▸ **Exercise objective**
Reproduce the full abstract on the hemicycle dipyridoacridine below, word for word and with every figure unchanged.

▸ **Page text**

Abstract: The novel hemicycle dipyridoacridine (DPA) was studied using UV/Vis spectrophotometric and 3D-fluorometric methods. The UV/Vis spectrophotometric methods resulted in a pKa2 for DPA of 4.52 + 0.06, and a pKa1 of 2.22 + 0.03. Formation constants were also found for a series of ten metals, the highest of which were Hg2+ and Sr2+, with log K values of 8.16 + 0.06 and 8.02 + 0.01, respectively. The lanthanides analyzed included La3+, Gd3+, and Lu3+, which had log K values with DPA of 6.43 + 0.04, 6.49 + 0.06, and 6.33 + 0.02, respectively. Other metals analyzed include In3+, Mn2+, and Zn2+, which had log K values with DPA of 7.55 + 0.03, 7.57 + 0.02, 7.69 + 0.12, respectively. Formation constants were also found for Na+ and Ca 2+, which were 1.95 + 0.04 and 5.48 + 0.07, respectively. DPA was found to show enhanced fluorescence with Ca 2+, Na+, and Cd2+, and was found to have quenched fluorescence in the presence of mercury, lead, and zinc. MM+ studies yielded an ideal ionic radius for a metal to complex to DPA of 1.12 Å, and an ideal M-N bond length for DPA complexes of 2.38 Å. This ideal M-N bond length supports the chelate ring size theory prediction of DPA preferring larger metal ions and having a geometrically preferred metalnitrogen bond length of 2.5. This ideal ionic radius of 1.12 Å partly explains the largest log K values with DPA belonging to strontium and mercury, which have respective ionic radii of 1.12 and 1.10. MM+ studies also revealed a linear relationship between ionic radius of a complexed metal and the steric energy for the transfer of a metal ion from a 5-membered ring to a 6- membered ring. Further computational studies using DFT revealed a correlation between higher log K values for F- with more negative calculated Gibb’s free energies for a theoretical reaction involving the transfer of an F- to a metal ion.

▸ **Data segment**
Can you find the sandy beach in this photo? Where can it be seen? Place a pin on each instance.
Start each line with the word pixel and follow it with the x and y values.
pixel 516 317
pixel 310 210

▸ **Solution for this exercise**
Abstract: The novel hemicycle dipyridoacridine (DPA) was studied using UV/Vis spectrophotometric and 3D-fluorometric methods. The UV/Vis spectrophotometric methods resulted in a pKa2 for DPA of 4.52 + 0.06, and a pKa1 of 2.22 + 0.03. Formation constants were also found for a series of ten metals, the highest of which were Hg2+ and Sr2+, with log K values of 8.16 + 0.06 and 8.02 + 0.01, respectively. The lanthanides analyzed included La3+, Gd3+, and Lu3+, which had log K values with DPA of 6.43 + 0.04, 6.49 + 0.06, and 6.33 + 0.02, respectively. Other metals analyzed include In3+, Mn2+, and Zn2+, which had log K values with DPA of 7.55 + 0.03, 7.57 + 0.02, 7.69 + 0.12, respectively. Formation constants were also found for Na+ and Ca 2+, which were 1.95 + 0.04 and 5.48 + 0.07, respectively. DPA was found to show enhanced fluorescence with Ca 2+, Na+, and Cd2+, and was found to have quenched fluorescence in the presence of mercury, lead, and zinc. MM+ studies yielded an ideal ionic radius for a metal to complex to DPA of 1.12 Å, and an ideal M-N bond length for DPA complexes of 2.38 Å. This ideal M-N bond length supports the chelate ring size theory prediction of DPA preferring larger metal ions and having a geometrically preferred metalnitrogen bond length of 2.5. This ideal ionic radius of 1.12 Å partly explains the largest log K values with DPA belonging to strontium and mercury, which have respective ionic radii of 1.12 and 1.10. MM+ studies also revealed a linear relationship between ionic radius of a complexed metal and the steric energy for the transfer of a metal ion from a 5-membered ring to a 6- membered ring. Further computational studies using DFT revealed a correlation between higher log K values for F- with more negative calculated Gibb’s free energies for a theoretical reaction involving the transfer of an F- to a metal ion.